Exercise prompt
Reproduce exactly the span of lines beginning at the one with "Question. The photograph above contains instances of the grass." and ending at the last line of the data below, omitting pictures.

Records shown
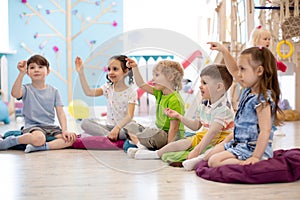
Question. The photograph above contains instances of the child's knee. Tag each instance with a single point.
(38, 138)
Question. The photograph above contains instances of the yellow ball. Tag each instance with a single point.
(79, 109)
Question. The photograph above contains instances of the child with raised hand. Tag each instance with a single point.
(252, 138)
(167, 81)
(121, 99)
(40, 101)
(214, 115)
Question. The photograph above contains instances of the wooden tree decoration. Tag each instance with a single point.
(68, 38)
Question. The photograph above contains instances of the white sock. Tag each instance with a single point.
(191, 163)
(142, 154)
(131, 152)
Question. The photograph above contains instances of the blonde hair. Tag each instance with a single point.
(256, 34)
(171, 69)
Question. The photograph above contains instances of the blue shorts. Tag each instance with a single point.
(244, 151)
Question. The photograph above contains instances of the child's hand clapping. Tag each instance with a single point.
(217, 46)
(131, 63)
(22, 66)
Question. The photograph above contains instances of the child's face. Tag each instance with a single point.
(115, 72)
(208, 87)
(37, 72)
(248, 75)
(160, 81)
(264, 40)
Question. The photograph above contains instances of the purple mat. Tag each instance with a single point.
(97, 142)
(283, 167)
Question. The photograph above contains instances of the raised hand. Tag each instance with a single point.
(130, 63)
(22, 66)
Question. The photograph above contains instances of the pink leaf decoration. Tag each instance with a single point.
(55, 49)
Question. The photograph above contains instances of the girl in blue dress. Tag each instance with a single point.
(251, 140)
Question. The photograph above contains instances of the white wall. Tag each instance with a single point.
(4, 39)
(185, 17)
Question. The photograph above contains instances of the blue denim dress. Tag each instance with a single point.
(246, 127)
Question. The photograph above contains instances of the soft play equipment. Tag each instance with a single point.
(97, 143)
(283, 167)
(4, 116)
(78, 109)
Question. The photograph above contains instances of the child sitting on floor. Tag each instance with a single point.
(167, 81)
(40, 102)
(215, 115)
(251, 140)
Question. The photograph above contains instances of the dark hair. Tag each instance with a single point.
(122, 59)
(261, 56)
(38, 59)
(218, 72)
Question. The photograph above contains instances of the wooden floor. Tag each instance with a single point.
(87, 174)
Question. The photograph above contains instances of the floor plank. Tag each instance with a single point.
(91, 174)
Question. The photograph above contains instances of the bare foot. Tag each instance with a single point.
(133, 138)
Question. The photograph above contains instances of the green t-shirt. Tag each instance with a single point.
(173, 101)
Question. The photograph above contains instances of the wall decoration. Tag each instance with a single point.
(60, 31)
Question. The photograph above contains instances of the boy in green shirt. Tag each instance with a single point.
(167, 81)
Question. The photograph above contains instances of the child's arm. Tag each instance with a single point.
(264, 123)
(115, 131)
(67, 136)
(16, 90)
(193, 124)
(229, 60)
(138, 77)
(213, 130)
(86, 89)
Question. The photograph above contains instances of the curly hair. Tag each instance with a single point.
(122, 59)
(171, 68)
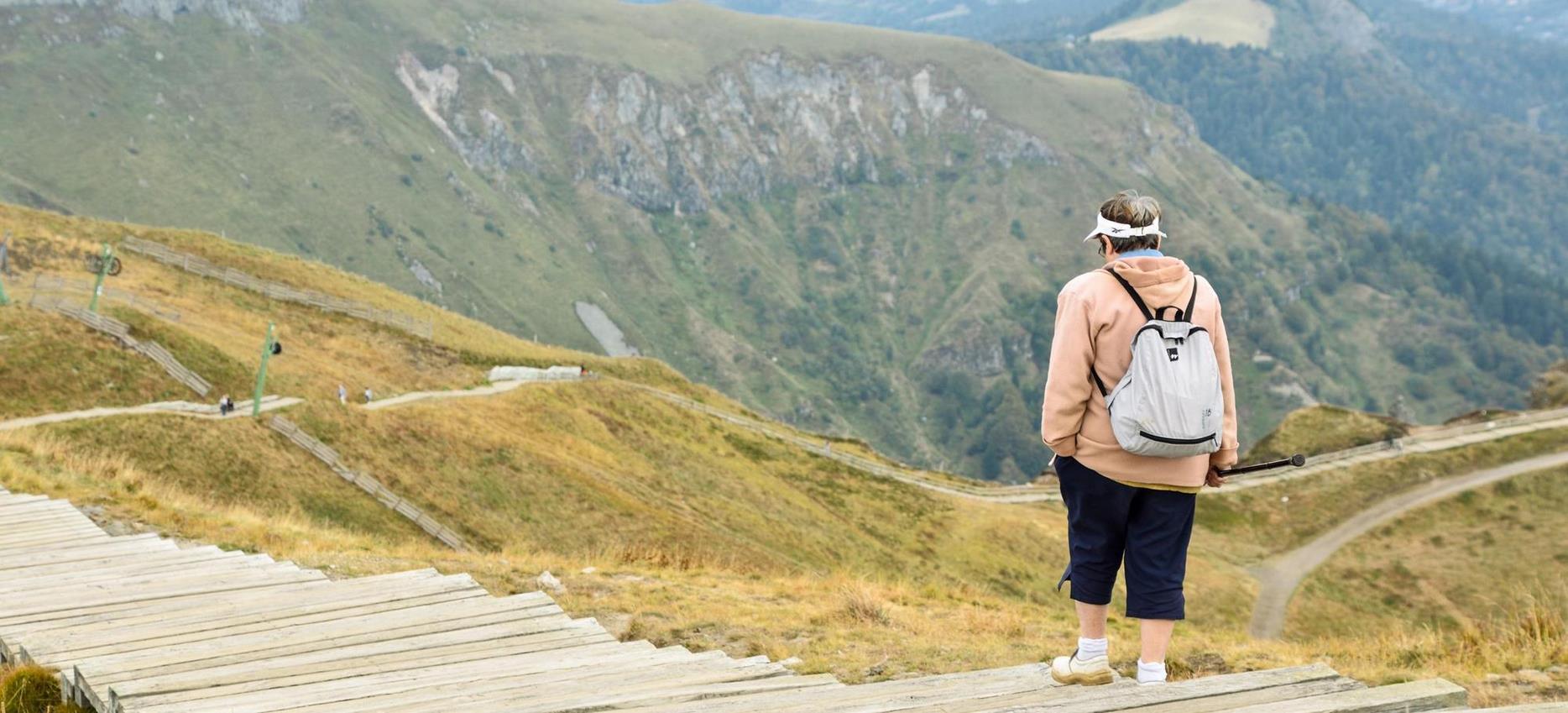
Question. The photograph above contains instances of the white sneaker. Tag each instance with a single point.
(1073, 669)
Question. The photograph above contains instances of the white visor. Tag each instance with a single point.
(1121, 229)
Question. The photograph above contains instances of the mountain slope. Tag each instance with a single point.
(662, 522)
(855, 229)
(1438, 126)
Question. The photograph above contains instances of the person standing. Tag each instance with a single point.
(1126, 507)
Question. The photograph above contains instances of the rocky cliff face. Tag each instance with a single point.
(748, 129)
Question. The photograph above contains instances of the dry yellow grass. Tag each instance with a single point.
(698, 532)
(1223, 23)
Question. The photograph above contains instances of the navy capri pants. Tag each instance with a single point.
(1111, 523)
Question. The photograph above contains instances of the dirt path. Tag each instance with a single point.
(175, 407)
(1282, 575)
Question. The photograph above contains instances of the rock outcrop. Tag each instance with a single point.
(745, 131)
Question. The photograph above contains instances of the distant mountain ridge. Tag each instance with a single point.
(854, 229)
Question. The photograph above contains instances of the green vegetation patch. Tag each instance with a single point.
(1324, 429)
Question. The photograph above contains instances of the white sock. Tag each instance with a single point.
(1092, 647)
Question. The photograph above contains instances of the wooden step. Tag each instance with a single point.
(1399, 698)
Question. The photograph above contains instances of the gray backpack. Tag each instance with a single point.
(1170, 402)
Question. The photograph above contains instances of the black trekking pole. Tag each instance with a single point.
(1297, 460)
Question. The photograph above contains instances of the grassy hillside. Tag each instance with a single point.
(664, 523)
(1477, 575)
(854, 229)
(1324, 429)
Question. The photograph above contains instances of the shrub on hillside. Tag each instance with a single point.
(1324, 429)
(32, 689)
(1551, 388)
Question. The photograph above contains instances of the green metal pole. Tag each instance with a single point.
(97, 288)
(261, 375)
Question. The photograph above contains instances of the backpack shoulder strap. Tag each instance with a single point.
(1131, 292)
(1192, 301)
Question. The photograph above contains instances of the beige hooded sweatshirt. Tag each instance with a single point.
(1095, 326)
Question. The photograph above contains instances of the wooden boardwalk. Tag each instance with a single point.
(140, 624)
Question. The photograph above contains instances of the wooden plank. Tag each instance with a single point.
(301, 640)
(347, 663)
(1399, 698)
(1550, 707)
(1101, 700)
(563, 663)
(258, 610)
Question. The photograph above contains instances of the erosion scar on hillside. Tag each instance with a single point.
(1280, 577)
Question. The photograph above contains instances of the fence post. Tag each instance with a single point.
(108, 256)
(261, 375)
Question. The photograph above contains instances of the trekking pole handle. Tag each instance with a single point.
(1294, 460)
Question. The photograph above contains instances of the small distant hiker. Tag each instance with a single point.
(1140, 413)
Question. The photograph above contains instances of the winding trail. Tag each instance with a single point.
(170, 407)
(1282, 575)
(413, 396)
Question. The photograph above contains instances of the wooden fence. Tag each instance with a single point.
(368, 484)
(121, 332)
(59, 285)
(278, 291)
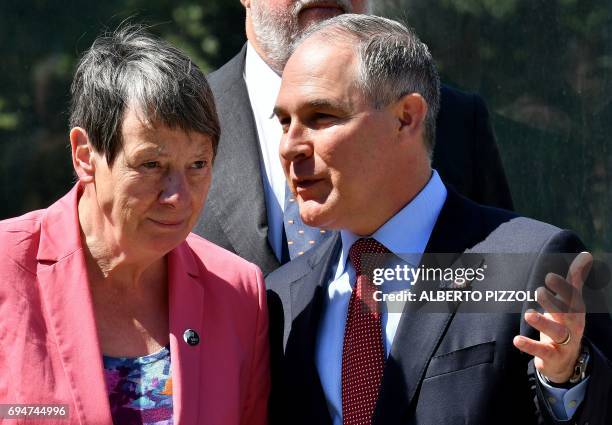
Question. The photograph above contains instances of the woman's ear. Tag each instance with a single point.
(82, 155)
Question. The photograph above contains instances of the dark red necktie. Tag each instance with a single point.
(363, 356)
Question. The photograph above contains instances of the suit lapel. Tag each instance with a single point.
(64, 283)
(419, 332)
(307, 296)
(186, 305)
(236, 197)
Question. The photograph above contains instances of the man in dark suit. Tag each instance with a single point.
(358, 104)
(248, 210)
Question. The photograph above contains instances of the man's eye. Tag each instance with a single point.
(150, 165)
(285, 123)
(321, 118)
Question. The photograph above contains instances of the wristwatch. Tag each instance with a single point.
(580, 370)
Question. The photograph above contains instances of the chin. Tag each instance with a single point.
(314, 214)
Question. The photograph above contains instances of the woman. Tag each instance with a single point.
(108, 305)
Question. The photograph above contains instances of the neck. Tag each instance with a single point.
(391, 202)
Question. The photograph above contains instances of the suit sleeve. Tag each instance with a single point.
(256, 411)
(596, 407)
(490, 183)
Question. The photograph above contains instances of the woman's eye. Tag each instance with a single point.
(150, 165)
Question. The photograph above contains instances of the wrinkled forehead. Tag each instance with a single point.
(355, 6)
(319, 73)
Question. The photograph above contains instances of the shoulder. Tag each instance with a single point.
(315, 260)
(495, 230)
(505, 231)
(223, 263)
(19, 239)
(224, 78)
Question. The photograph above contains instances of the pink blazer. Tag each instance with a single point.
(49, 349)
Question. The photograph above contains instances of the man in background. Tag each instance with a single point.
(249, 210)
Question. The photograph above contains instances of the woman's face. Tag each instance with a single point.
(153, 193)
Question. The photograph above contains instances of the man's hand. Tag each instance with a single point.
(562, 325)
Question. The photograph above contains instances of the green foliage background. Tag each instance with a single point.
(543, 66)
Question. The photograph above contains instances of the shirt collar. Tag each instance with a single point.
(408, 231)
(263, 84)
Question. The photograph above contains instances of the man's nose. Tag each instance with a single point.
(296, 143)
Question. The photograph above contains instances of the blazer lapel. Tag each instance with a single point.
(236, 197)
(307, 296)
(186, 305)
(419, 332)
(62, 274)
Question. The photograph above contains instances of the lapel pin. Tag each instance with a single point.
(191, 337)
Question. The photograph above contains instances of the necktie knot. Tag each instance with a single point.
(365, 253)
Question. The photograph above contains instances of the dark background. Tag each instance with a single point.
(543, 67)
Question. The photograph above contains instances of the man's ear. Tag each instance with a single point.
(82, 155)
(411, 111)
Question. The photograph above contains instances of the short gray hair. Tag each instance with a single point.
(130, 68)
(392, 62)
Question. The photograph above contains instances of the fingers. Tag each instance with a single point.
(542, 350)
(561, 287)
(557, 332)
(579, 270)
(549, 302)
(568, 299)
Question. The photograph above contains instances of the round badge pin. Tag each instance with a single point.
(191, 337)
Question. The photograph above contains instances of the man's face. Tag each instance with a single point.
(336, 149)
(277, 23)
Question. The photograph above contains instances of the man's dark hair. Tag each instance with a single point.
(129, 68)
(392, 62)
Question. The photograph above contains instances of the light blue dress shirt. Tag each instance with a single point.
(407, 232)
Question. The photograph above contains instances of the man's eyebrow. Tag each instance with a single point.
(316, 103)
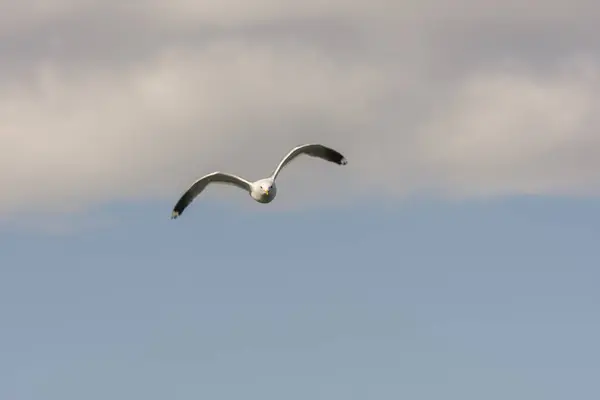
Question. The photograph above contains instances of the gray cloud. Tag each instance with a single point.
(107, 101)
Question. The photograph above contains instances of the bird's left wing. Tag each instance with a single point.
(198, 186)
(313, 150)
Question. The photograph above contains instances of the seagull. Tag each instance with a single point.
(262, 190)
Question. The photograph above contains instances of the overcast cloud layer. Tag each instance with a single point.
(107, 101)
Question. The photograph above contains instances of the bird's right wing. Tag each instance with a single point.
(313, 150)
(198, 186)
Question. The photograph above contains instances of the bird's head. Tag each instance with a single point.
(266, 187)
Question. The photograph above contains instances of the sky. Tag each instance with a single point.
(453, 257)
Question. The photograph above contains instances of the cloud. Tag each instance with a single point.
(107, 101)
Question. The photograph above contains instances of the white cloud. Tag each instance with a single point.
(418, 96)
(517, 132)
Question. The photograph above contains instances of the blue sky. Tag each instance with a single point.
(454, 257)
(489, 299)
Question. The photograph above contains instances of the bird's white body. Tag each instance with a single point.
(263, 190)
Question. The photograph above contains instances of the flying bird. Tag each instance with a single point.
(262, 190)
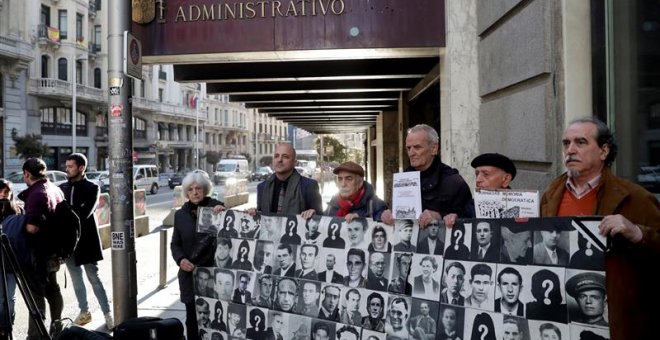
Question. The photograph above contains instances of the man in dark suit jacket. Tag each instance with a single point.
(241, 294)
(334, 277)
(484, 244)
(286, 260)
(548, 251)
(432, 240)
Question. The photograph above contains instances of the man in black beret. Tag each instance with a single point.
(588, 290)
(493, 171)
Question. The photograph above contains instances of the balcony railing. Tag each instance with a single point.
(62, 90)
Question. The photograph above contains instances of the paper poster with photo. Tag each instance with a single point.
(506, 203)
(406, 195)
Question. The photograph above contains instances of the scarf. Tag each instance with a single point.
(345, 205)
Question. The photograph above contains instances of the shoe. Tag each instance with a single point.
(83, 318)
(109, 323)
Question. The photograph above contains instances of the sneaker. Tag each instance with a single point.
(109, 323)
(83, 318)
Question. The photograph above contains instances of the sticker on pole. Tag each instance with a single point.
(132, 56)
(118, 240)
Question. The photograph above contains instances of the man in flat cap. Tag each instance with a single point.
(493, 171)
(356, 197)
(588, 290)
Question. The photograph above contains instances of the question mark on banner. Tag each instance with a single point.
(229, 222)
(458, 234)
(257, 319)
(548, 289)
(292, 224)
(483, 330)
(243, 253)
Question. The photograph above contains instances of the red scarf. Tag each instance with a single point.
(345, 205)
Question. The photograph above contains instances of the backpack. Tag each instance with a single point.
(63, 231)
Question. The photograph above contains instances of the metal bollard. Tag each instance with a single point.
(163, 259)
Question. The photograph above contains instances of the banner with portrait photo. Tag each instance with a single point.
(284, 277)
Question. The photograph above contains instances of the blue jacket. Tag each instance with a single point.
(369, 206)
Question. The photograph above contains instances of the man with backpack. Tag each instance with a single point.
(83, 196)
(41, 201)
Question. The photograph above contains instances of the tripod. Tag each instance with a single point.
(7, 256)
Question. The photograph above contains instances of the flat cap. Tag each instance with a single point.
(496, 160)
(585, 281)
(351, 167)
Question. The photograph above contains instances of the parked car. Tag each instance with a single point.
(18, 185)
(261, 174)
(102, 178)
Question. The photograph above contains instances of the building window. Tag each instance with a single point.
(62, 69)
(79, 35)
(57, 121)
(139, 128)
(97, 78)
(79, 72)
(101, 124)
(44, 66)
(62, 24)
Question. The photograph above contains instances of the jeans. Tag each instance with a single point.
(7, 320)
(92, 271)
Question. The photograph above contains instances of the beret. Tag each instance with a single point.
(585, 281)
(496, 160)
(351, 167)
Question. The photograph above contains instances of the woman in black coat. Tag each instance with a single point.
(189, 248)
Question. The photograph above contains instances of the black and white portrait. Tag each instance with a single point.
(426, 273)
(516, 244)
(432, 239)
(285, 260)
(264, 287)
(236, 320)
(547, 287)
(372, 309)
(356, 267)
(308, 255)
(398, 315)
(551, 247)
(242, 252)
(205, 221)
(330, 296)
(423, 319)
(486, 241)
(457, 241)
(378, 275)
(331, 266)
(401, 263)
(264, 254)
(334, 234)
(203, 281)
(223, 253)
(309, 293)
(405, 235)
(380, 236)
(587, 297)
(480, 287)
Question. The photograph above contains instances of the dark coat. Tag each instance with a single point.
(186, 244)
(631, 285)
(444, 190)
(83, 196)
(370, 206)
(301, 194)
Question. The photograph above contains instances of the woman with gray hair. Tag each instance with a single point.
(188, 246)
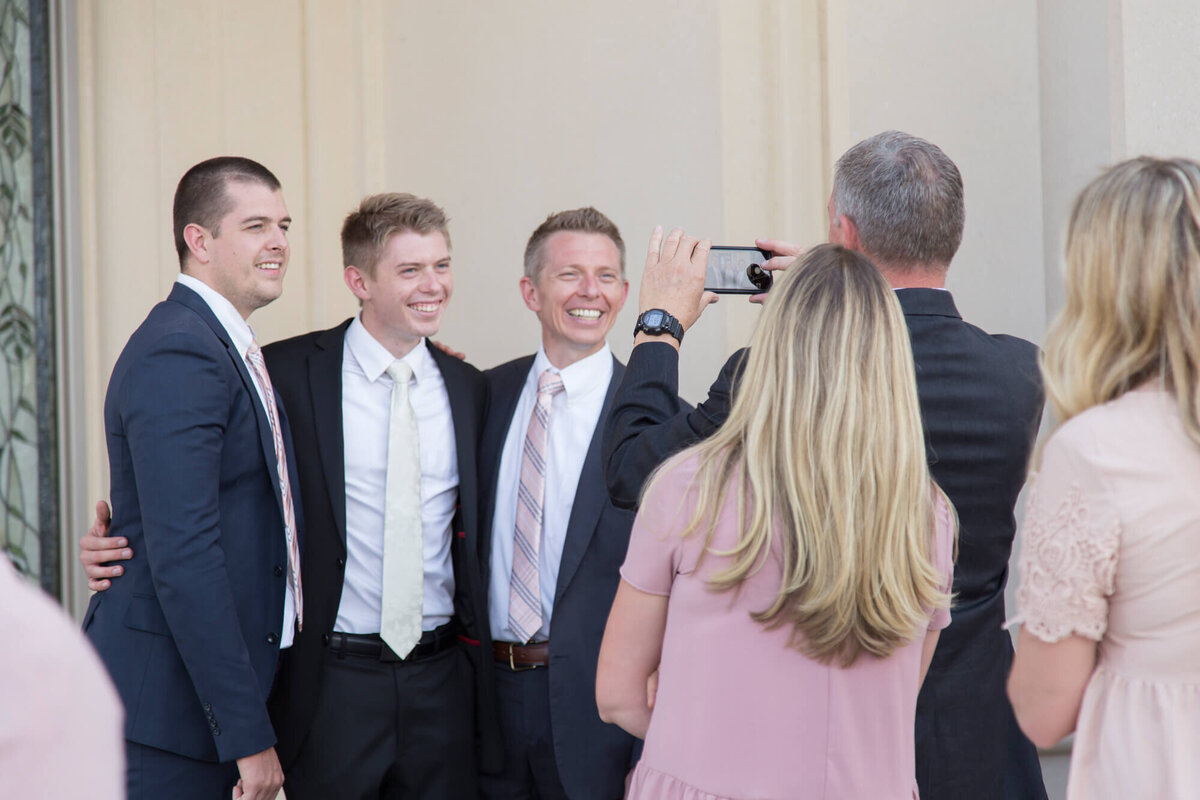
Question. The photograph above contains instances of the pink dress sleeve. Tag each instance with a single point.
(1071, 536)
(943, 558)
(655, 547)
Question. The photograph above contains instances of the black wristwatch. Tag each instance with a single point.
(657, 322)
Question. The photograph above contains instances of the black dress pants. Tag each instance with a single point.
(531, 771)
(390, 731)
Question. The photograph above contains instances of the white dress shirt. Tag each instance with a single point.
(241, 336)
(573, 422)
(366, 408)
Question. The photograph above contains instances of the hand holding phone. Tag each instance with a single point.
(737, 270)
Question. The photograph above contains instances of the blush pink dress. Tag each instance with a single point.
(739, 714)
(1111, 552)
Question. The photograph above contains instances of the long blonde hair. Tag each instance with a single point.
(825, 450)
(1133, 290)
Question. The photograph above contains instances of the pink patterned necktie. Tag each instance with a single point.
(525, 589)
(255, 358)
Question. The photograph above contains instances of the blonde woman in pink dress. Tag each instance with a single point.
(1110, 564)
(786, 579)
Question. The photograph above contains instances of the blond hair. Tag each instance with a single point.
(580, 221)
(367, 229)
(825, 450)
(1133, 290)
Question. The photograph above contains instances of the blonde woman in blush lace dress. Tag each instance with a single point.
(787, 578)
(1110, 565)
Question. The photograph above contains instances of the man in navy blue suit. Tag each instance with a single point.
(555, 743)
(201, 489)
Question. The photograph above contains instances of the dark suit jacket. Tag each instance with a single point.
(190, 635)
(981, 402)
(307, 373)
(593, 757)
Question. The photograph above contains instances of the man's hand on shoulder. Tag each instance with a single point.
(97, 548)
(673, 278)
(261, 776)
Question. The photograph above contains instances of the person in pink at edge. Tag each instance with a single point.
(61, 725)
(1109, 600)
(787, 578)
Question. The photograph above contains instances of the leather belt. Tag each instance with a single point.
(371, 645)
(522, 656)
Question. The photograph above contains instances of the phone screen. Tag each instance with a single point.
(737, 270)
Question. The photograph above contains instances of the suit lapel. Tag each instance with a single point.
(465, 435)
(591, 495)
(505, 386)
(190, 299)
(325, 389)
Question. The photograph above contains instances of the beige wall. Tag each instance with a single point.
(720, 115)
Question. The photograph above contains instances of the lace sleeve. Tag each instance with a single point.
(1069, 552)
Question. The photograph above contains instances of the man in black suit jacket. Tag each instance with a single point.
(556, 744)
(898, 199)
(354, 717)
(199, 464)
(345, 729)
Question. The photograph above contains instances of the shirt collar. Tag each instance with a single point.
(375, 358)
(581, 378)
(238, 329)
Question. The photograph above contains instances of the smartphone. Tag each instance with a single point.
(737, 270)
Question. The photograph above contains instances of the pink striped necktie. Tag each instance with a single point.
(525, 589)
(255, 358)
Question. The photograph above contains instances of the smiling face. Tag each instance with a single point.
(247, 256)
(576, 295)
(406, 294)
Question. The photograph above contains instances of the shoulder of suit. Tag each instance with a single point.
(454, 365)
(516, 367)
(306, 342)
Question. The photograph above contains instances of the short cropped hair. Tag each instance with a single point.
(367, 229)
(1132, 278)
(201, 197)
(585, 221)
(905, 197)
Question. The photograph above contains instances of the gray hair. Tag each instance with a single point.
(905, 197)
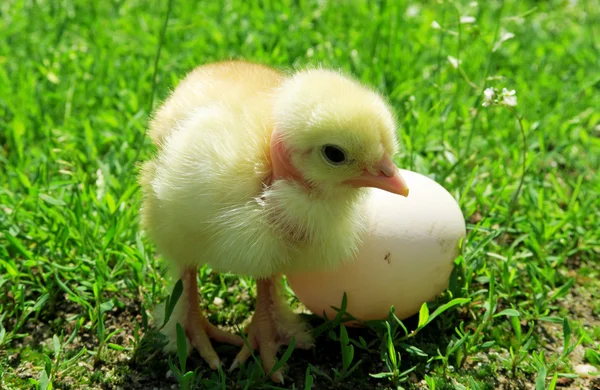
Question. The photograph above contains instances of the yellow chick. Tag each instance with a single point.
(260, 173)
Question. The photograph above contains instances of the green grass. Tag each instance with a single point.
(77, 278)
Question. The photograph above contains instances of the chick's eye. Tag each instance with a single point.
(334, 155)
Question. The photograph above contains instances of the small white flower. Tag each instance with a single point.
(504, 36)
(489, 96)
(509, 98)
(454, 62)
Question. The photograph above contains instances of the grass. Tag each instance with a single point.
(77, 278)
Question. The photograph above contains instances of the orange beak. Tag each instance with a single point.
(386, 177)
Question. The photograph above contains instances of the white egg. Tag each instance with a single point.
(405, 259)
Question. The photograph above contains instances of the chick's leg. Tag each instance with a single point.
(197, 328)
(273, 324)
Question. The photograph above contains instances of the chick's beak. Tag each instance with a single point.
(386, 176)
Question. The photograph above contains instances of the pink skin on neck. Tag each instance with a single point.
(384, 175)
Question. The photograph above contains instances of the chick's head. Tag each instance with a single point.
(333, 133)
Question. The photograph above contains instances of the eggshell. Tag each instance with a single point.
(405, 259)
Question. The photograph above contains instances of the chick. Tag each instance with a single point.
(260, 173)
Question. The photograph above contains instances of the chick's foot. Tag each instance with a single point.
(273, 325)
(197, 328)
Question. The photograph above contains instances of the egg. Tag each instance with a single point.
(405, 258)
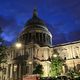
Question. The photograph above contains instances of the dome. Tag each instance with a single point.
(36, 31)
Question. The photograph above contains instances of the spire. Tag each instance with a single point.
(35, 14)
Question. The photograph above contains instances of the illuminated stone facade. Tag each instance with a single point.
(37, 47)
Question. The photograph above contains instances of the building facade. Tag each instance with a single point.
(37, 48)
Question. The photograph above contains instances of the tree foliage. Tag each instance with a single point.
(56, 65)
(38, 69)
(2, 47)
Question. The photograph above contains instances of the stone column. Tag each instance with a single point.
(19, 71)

Output
Question. The photograph above contains instances of the grass. Tag each instance with a single point.
(77, 278)
Question. The photograph above contains instances of the orange beak. Tag each instance with a single point.
(386, 177)
Question. The photograph above contains instances of the white egg. Tag each instance with a single point.
(405, 259)
Question. The photograph above contains instances of the chick's leg. Tag each instance with a single point.
(197, 328)
(273, 324)
Question. The photograph above contains instances of the chick's beak. Tag each instance with a single point.
(386, 176)
Question. The photograph above contains instances of the pink skin on neck. Tag each instance with a single point.
(384, 175)
Question. The photograph above contains instances of the chick's head. Tag each instance with a single point.
(333, 133)
Question. The photograph above contains instances of the eggshell. Tag each instance with a single point.
(405, 259)
Question. The photograph above contains instances of the chick. Tag each instance with a single point.
(260, 173)
Question. The photograph above contains instances of the chick's foot. Tag each instance with a single point.
(273, 325)
(197, 328)
Question. The photograph above contains instances of the egg. Tag each instance with a single point.
(405, 258)
Question. The photograph above contains instances of the dome. Tag each instance with a single point.
(36, 31)
Question. The photograph above contains instances of the spire. Tag each instance with a single point.
(35, 14)
Question. The photograph above contains instances of the illuminated stone facade. Tag each instance with a single point.
(37, 47)
Question. The photograph above contains instances of the building facade. Tag each instance with a single point.
(37, 48)
Question. The photograph above contains instances of the tree foliage. Tag each instance with a single point.
(56, 65)
(38, 69)
(2, 47)
Question. The photograph above contains instances of the stone column. Tag each instance with a single point.
(19, 71)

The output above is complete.